* **The problem**
Reproduce the data below word for word, leaving the pictures out of your answer.

(Point placement records)
-- BEGIN --

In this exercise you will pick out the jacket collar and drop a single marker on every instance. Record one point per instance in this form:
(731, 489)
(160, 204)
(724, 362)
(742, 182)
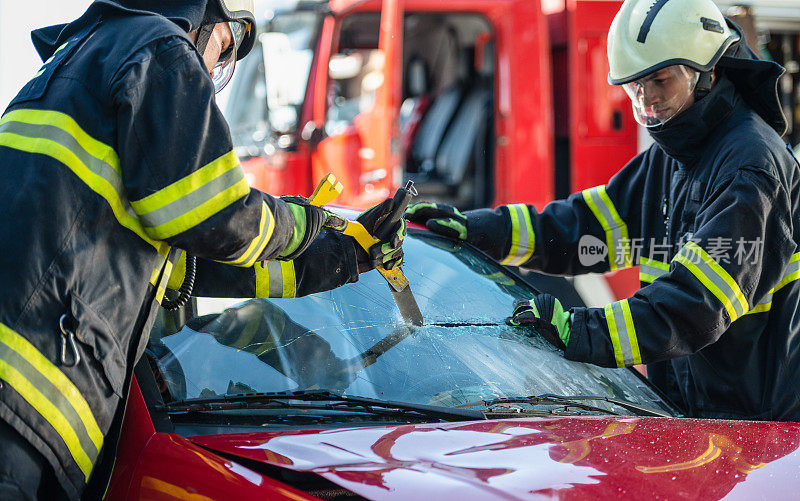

-- END --

* **Reply**
In this exercise you will pick out the jacket collar and drop a single marker on every instance. Record one point per instance in this form:
(731, 489)
(160, 204)
(724, 362)
(742, 182)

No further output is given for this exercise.